- [阅读文本]

*-*-*

大模型应用开发者 Python 必修课(三):核心语法篇
2024-02-08·5 分钟阅读
大模型应用开发者 Python 必修课(三):核心语法篇
前言
在大模型应用开发中,数据处理、API 调用、资源管理等场景频繁使用 Python 的高级语法特性。理解并熟练运用这些特性,不仅能写出更简洁优雅的代码,还能显著提升程序的性能和可维护性。
本章将深入探讨 Python 的核心语法特性,每个特性都配有实际的大模型开发场景示例。
推导式(Comprehensions)
列表推导
列表推导是 Python 最具代表性的语法糖之一:
# 基本语法
# [表达式 for 变量 in 可迭代对象 if 条件]
# 传统写法
squares = []
for i in range(10):
squares.append(i ** 2)

*-*-*

- [原始材料]
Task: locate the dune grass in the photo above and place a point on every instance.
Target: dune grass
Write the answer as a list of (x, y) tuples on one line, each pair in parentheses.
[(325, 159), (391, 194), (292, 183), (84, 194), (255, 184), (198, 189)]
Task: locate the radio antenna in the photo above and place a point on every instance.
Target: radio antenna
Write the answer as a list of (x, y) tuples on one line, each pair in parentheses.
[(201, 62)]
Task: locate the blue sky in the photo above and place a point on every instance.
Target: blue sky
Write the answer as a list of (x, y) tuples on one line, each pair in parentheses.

*-*-*

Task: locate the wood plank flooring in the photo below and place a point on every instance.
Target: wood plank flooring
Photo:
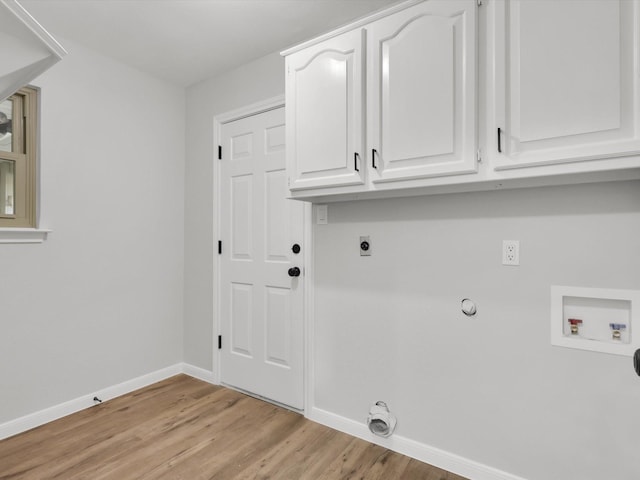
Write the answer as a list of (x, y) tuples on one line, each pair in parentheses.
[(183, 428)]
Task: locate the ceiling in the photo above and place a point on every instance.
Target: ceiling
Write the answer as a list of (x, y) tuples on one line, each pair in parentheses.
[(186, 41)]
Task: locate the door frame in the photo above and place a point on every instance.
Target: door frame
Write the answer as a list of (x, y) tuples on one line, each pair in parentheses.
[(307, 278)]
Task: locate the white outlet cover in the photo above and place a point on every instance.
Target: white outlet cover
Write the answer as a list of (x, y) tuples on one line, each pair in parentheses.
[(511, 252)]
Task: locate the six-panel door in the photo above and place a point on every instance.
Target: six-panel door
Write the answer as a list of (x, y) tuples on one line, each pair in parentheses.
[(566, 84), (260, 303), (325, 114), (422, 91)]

*-*-*

- [任务 1]
把阅读文本里从"本章将深入探讨 Python 的核心语法特性,每个特性都配有实际的大模型开发场景示例。"到"squares.append(i ** 2)"的这段一字不差地抄下来,开头和结尾这两处也要抄上。
- [任务 2]
按照阅读文本的说法,本章讲到的每个语法特性都配了什么?

- [参考答案 1]
本章将深入探讨 Python 的核心语法特性,每个特性都配有实际的大模型开发场景示例。
推导式(Comprehensions)
列表推导
列表推导是 Python 最具代表性的语法糖之一:
# 基本语法
# [表达式 for 变量 in 可迭代对象 if 条件]
# 传统写法
squares = []
for i in range(10):
squares.append(i ** 2)

- [参考答案 2]
都配有实际的大模型开发场景示例。